(Liste des tâches)
(a) D'après l'article sur la mobilisation des enseignants, que désigne la « DPPR » ?
(b) Relevez chaque ligne des enregistrements qui contient la chaîne « blue ». La casse compte.

(Source)

Les enseignants en ont marre d’en saigner !
Par Jean Peltier le Mercredi, 24 Août 2011 PDF Imprimer Envoyer

L’enseignement a connu le 5 mai dernier une journée de mobilisation d’une ampleur inédite depuis quinze ans, à la mesure de l’attaque portée contre la « DPPR », le système de prépension propre à l’enseignement. Cette mobilisation n’a pourtant pas suffi à faire reculer le gouvernement francophone. Une reprise de la mobilisation à la rentrée est donc indispensable… mais elle est loin d’être acquise si l’initiative reste dans les mains des directions syndicales.

Petit flashback sur ce printemps mouvementé. A l’automne devaient commencer les négociations entre la Communauté française et les syndicats pour le nouvel accord social 2011-2012. Mais la ministre Simonet traîne, reporte et postpose. Les directions syndicales s’énervent… mais n’organisent aucune action sérieuse, « puisqu’on ne sait pas ce que veut la ministre ». Pourtant, cela n’a rien de difficile à imaginer. Partout, dans tous les secteurs, en Belgique et ailleurs, tous les gouvernements essaient d’imposer le report de l’âge de la (pré)pension et le blocage des salaires. Pas trop dur donc de deviner dans quel sens iront les projets de la ministre.

(Enregistrements fournis)
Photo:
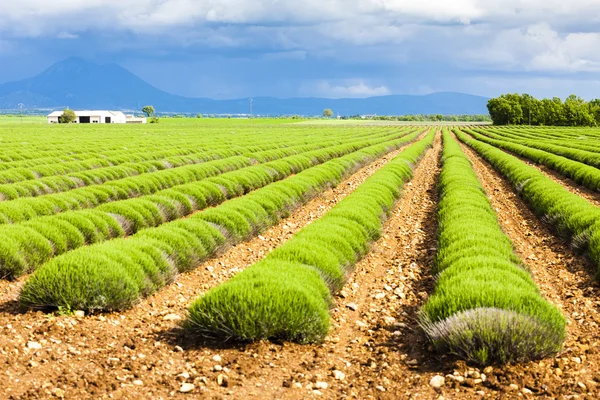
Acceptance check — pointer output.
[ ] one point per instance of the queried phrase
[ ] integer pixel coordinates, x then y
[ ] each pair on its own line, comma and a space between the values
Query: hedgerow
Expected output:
107, 277
485, 306
287, 295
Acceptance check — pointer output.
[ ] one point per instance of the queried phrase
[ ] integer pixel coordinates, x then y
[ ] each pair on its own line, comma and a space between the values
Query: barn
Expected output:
92, 117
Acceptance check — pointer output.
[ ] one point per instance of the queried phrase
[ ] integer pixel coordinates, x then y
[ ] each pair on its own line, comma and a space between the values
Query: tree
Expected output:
67, 117
149, 111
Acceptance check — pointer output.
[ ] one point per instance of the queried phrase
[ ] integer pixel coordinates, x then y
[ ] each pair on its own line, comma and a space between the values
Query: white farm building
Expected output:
97, 117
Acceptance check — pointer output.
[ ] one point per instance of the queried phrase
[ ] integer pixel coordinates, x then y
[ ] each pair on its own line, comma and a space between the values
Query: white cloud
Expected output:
538, 47
66, 35
351, 88
546, 36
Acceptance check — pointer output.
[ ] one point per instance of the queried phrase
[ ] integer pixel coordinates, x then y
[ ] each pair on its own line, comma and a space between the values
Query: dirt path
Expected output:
138, 353
566, 279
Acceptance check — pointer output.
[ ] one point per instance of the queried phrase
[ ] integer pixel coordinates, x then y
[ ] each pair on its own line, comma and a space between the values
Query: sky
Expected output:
324, 48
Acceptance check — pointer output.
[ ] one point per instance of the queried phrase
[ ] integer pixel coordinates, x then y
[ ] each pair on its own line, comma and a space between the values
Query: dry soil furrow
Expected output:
140, 352
363, 356
572, 186
566, 279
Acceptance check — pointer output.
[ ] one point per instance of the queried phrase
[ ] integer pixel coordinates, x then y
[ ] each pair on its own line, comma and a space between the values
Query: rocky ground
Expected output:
375, 348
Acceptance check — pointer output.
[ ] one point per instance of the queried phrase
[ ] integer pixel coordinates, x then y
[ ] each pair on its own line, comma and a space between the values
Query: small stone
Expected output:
222, 380
34, 345
456, 378
186, 387
321, 385
437, 381
113, 361
339, 375
183, 376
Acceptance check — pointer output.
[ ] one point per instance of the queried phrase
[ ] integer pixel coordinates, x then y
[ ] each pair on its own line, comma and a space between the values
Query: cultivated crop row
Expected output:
28, 245
123, 163
573, 138
572, 216
288, 294
62, 183
583, 156
581, 173
116, 274
485, 306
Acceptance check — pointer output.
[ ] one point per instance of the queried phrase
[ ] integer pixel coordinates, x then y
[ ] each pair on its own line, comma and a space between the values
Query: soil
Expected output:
375, 348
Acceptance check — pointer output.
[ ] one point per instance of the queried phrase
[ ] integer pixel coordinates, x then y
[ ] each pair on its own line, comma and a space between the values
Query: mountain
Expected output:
80, 84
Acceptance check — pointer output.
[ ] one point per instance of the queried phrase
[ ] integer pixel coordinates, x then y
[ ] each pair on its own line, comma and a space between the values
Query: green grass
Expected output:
573, 218
179, 245
287, 295
485, 307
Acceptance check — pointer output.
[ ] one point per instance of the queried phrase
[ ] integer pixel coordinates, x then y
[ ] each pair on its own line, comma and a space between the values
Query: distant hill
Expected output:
80, 84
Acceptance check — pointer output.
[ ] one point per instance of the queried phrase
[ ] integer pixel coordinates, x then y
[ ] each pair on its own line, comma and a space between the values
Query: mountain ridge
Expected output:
81, 84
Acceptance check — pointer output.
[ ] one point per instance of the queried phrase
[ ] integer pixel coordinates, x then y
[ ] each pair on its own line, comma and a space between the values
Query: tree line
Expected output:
524, 109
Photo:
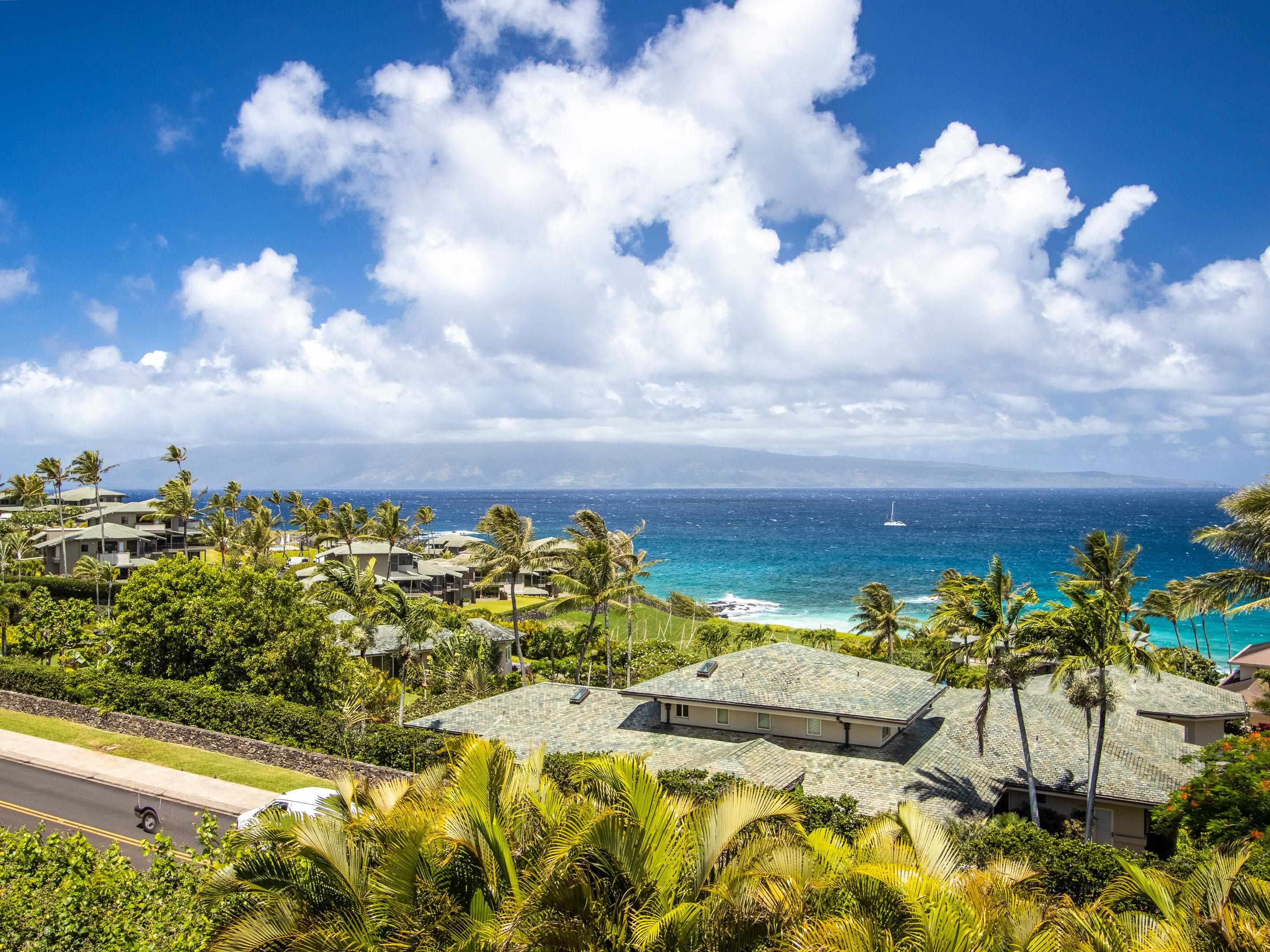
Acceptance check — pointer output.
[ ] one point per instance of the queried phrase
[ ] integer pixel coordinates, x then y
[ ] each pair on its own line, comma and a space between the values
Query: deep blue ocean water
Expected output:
811, 550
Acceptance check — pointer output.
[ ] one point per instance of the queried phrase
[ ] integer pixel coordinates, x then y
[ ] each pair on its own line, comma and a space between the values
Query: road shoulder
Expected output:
136, 776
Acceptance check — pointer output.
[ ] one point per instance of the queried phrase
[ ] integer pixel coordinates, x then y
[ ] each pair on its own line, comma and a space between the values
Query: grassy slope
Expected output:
157, 752
496, 606
652, 624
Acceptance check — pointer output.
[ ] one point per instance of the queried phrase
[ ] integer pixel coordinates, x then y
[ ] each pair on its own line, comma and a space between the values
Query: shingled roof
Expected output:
792, 677
935, 761
1166, 696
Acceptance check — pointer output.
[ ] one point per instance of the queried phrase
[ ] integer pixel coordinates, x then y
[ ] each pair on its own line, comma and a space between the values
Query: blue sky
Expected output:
117, 178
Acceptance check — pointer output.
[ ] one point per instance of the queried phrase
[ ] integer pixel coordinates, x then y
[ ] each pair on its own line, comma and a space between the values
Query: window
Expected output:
1103, 822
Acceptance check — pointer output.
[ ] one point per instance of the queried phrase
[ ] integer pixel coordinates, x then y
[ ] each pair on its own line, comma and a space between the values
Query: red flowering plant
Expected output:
1230, 798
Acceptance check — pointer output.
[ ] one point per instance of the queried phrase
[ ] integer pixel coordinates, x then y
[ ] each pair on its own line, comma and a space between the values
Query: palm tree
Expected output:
416, 617
346, 524
1168, 603
1194, 595
1216, 907
388, 526
27, 491
591, 578
588, 524
177, 501
12, 601
88, 568
88, 470
341, 586
175, 455
635, 566
52, 471
229, 501
423, 517
881, 616
275, 498
1089, 635
219, 532
986, 614
1106, 564
512, 549
298, 512
256, 539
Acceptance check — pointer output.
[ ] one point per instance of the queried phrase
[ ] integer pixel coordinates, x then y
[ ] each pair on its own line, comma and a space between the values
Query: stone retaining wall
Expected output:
248, 748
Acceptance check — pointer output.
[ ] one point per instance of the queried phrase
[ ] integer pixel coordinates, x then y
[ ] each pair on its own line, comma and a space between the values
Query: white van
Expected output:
305, 801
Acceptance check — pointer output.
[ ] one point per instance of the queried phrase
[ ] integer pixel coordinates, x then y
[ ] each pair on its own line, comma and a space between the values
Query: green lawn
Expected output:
157, 752
653, 624
497, 606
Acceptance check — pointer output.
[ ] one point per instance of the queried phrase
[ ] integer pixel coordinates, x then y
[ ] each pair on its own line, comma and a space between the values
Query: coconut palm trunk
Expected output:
516, 636
1032, 781
609, 651
1179, 636
586, 644
61, 527
1098, 756
101, 526
630, 615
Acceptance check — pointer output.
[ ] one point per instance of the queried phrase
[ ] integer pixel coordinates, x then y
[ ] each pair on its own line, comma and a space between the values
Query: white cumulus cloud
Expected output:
925, 314
16, 282
106, 318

(Réponses finales)
(a) Le système de prépension propre à l'enseignement.

(b)
Query: deep blue ocean water
Query: blue sky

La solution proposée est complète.